## Deine Aufgabe:
Gib sämtliche Zeilen der folgenden Daten wörtlich und ohne jede Änderung wieder.
═════ Daten zur Aufgabe ═════
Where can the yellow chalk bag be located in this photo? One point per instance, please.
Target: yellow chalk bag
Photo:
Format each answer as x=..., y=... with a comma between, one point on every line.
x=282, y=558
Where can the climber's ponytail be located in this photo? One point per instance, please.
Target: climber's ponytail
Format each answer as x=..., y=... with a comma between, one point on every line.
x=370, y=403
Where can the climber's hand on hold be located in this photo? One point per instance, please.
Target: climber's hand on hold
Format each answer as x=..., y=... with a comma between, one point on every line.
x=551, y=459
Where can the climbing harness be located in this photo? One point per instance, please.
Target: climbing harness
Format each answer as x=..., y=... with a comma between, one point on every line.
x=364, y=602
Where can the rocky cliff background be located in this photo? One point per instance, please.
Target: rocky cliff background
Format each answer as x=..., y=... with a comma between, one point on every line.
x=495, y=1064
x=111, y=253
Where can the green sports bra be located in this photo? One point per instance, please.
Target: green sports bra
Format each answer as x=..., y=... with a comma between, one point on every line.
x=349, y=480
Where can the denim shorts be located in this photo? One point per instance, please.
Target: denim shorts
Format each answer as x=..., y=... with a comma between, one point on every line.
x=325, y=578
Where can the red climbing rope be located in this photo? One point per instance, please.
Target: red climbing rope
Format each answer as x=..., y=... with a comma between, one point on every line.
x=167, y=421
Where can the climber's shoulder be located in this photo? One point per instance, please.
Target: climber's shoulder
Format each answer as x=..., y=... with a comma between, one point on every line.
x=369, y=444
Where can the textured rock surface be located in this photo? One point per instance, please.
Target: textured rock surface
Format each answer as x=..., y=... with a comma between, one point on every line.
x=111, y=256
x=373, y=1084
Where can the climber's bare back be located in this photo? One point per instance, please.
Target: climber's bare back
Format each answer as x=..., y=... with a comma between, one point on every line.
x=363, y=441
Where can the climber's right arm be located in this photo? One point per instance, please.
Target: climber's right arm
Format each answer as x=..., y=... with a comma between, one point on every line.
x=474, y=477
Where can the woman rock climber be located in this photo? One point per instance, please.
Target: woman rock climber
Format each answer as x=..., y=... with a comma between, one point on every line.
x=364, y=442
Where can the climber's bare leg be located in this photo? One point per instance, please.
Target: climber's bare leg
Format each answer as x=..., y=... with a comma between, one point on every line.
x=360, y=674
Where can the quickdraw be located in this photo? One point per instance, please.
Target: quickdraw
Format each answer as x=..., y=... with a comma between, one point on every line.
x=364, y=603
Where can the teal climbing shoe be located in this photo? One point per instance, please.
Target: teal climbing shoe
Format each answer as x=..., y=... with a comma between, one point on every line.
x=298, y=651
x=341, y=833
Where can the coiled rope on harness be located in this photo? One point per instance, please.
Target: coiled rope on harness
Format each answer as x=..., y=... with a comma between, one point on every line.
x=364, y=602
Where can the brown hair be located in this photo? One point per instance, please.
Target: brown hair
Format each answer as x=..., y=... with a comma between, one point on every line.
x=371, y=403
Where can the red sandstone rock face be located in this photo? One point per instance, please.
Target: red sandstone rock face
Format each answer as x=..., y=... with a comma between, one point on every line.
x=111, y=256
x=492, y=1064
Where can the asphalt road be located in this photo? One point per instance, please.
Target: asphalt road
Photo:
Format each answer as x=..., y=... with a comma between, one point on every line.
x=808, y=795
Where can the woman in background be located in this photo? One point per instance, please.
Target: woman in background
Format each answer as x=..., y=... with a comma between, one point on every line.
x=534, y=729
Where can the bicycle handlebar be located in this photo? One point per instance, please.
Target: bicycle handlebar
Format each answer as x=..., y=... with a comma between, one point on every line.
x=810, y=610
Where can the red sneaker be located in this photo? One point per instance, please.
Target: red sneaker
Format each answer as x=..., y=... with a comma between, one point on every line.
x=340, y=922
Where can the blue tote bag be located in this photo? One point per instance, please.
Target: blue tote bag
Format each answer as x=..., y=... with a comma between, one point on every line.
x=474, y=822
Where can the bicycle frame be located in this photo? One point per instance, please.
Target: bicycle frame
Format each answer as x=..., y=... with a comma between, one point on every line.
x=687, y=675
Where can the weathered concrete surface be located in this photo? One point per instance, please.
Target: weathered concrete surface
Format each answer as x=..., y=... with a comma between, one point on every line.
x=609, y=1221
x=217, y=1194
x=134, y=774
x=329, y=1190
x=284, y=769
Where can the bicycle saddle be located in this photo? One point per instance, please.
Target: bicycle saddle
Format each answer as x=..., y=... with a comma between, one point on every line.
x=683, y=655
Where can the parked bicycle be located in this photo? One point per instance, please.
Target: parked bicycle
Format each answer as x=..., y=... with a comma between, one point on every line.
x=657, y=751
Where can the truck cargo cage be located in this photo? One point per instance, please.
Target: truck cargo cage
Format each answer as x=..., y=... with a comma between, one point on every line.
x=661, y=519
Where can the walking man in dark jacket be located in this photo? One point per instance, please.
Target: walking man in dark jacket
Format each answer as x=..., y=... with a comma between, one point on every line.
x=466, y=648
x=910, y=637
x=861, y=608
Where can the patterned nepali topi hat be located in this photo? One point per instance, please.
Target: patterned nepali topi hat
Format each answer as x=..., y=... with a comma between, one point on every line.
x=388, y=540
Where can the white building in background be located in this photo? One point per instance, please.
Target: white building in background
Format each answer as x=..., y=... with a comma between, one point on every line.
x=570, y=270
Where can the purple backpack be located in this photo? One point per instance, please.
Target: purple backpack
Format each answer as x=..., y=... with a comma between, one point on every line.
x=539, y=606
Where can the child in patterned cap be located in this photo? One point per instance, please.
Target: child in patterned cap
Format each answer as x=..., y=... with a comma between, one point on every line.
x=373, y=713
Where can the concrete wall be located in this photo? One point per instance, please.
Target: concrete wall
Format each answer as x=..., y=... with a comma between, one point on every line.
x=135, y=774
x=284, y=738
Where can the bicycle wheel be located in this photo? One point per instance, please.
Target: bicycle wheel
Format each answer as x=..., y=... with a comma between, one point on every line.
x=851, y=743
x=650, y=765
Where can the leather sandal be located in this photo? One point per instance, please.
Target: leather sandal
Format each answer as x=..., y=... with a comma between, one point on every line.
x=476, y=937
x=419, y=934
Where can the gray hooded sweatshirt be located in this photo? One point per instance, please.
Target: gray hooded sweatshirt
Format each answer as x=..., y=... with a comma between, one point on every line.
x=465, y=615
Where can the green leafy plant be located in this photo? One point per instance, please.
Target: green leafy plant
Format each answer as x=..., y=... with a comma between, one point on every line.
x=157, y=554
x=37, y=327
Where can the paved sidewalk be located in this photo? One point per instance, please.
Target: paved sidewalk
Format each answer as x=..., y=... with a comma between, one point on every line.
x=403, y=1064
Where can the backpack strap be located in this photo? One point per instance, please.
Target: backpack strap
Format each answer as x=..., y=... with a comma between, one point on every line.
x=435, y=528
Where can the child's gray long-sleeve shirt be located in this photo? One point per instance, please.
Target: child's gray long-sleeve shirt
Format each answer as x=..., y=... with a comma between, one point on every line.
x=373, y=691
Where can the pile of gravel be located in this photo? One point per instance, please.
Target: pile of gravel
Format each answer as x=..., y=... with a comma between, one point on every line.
═════
## Lösung der Aufgabe:
Where can the yellow chalk bag be located in this photo? One point per instance, please.
Target: yellow chalk bag
Photo:
Format each answer as x=..., y=... with a comma between, one point on every line.
x=282, y=558
Where can the climber's ponytail be located in this photo? One point per instance, please.
Target: climber's ponytail
Format each answer as x=..., y=... with a comma between, one point on every line.
x=370, y=403
Where can the climber's hand on hold be located in this photo? One point per instance, please.
Target: climber's hand on hold
Format each answer as x=..., y=... with a comma between, one point on every line.
x=551, y=459
Where can the climbing harness be located in this photo? One point per instance, please.
Target: climbing harness
Format each answer as x=..., y=... with a comma between, one point on every line.
x=364, y=602
Where can the rocky cliff background be located in this photo? One point per instance, please.
Target: rocky cliff background
Format each answer as x=..., y=... with a comma between, one point on every line.
x=495, y=1064
x=111, y=253
Where can the green sports bra be located in this photo? One point per instance, please.
Target: green sports bra
Format each answer as x=..., y=... with a comma between, one point on every line.
x=349, y=480
Where can the denim shorts be located in this photo? One point per instance, please.
Target: denim shorts
Format each answer as x=..., y=... with a comma between, one point on every line.
x=325, y=578
Where can the red climbing rope be located in this photo? One point per instance, please.
Target: red climbing rope
Format each answer as x=..., y=... with a comma between, one point on every line.
x=167, y=421
Where can the climber's shoulder be located in this photo? One point per instance, please.
Target: climber's shoulder
Format each answer as x=..., y=... with a comma between, one point on every line.
x=369, y=444
Where can the textured rock surface be located in this photo? One point per instance, please.
Target: textured rock surface
Format each answer as x=..., y=... with a comma between, one point on every line.
x=111, y=256
x=373, y=1084
Where can the climber's bare back be located in this photo? One point per instance, please.
Target: climber's bare back
Format each answer as x=..., y=... with a comma between, one point on every line.
x=363, y=441
Where can the climber's right arm be located in this photo? One point per instance, please.
Target: climber's right arm
Format each answer as x=..., y=... with a comma between, one point on every line.
x=474, y=477
Where can the woman rock climber be located in this photo? One point per instance, please.
Target: woman rock climber
Format each answer as x=..., y=... with a comma between, one point on every line.
x=364, y=442
Where can the climber's bare leg be located in this photo? One point per instance, please.
Target: climber's bare leg
Format each answer as x=..., y=... with a comma between, one point on every line.
x=360, y=674
Where can the quickdraw be located in this photo? One point per instance, please.
Target: quickdraw
Format each answer as x=..., y=... with a comma between, one point on every line.
x=364, y=603
Where can the teal climbing shoe be located in this photo? One point per instance, please.
Target: teal climbing shoe
Format each answer as x=..., y=... with a comma between, one point on every line.
x=298, y=651
x=341, y=833
Where can the coiled rope on harness be located in this photo? One point per instance, please.
Target: coiled rope on harness
Format each answer as x=..., y=... with a comma between, one point on every line.
x=364, y=602
Where can the brown hair be located in this photo? One point per instance, please.
Target: brown hair
Format each answer as x=..., y=... with a comma between, one point on every line.
x=371, y=403
Where can the red sandstone rock face be located in this photo? One point per instance, please.
Target: red sandstone rock face
Format each answer as x=..., y=... with a comma between, one point on every line.
x=111, y=256
x=492, y=1064
Where can the asphalt road be located in this photo? One point per instance, please.
Target: asphalt road
Photo:
Format each answer as x=..., y=... with a comma between, one point on every line.
x=808, y=795
Where can the woman in background be located in this photo? One point per instance, please.
Target: woman in background
Format each answer as x=..., y=... with a comma between, one point on every line.
x=534, y=729
Where can the bicycle handlebar be located in this photo? One point per instance, please.
Target: bicycle handlebar
Format each answer as x=..., y=... with a comma between, one point on every line.
x=810, y=610
Where can the red sneaker be located in this photo? One point per instance, please.
Target: red sneaker
Format each answer as x=..., y=... with a comma between, one point on every line.
x=340, y=922
Where can the blue tote bag be located in this photo? One point per instance, please.
Target: blue tote bag
Format each answer as x=..., y=... with a comma between, one point on every line.
x=474, y=822
Where can the bicycle frame be located in this photo? One point per instance, please.
Target: bicycle frame
Format each answer as x=..., y=... with a comma between, one point on every line.
x=687, y=675
Where can the weathered concrete surface be located in this photo? One point per instance, please.
Target: weathered concrete surface
Format each answer as x=..., y=... with a comma between, one point on every line.
x=609, y=1221
x=217, y=1194
x=134, y=774
x=329, y=1190
x=284, y=769
Where can the bicycle saddle be located in this photo? One point per instance, please.
Target: bicycle saddle
Format each answer as x=..., y=... with a comma between, one point on every line.
x=683, y=655
Where can the parked bicycle be located in this photo? One point per instance, please.
Target: parked bicycle
Format each answer as x=..., y=... with a comma between, one point on every line.
x=657, y=751
Where can the truck cargo cage be located in this photo? One point per instance, please.
Target: truck cargo cage
Format each answer as x=..., y=... with a comma between, one point on every line.
x=661, y=519
Where can the walking man in dark jacket be located in this photo? One point per instance, please.
Target: walking man in dark jacket
Format each answer as x=..., y=... with a comma between, one point on every line.
x=466, y=648
x=910, y=637
x=861, y=608
Where can the patterned nepali topi hat be located in this photo? One point per instance, please.
Target: patterned nepali topi hat
Format each answer as x=..., y=... with a comma between, one point on every line.
x=388, y=540
Where can the white building in background be located in this photo? One point per instance, please.
Target: white building in background
Format each answer as x=..., y=... with a comma between, one point on every line.
x=570, y=270
Where can the purple backpack be located in this photo? One point per instance, please.
Target: purple backpack
Format each answer as x=..., y=... with a comma between, one point on every line.
x=539, y=606
Where can the child in patterned cap be located in this photo? One point per instance, please.
Target: child in patterned cap
Format each answer as x=..., y=... with a comma between, one point on every line.
x=373, y=713
Where can the concrete wall be located in this photo? One point per instance, please.
Target: concrete wall
Format each answer as x=..., y=... with a comma between, one point on every line.
x=135, y=774
x=284, y=738
Where can the bicycle wheel be located in this photo? One point per instance, please.
Target: bicycle wheel
Format each answer as x=..., y=... with a comma between, one point on every line.
x=851, y=743
x=650, y=765
Where can the leather sandal be located in this photo? One point per instance, please.
Target: leather sandal
Format each answer as x=..., y=... with a comma between, one point on every line.
x=476, y=937
x=419, y=934
Where can the gray hooded sweatshirt be located in this photo? One point per instance, please.
Target: gray hooded sweatshirt
Format each answer as x=..., y=... with a comma between, one point on every line.
x=465, y=615
Where can the green leafy plant be located in this photo? One point per instance, please.
Target: green leafy plant
Format each answer as x=..., y=... with a comma between, one point on every line.
x=157, y=554
x=37, y=327
Where can the paved sidewalk be located in this photo? One point per instance, please.
Target: paved sidewalk
Format each answer as x=..., y=... with a comma between, one point on every line.
x=403, y=1064
Where can the backpack strap be located in this photo? One point per instance, please.
Target: backpack strap
Format each answer as x=..., y=... with a comma between, one point on every line.
x=435, y=528
Where can the child's gray long-sleeve shirt be located in this photo? One point per instance, please.
Target: child's gray long-sleeve shirt
Format each answer as x=..., y=... with a comma between, one point on every line.
x=373, y=691
Where can the pile of gravel be located in this photo? One point per instance, please.
Target: pile of gravel
Format each answer as x=..., y=... with a comma between, one point on every line.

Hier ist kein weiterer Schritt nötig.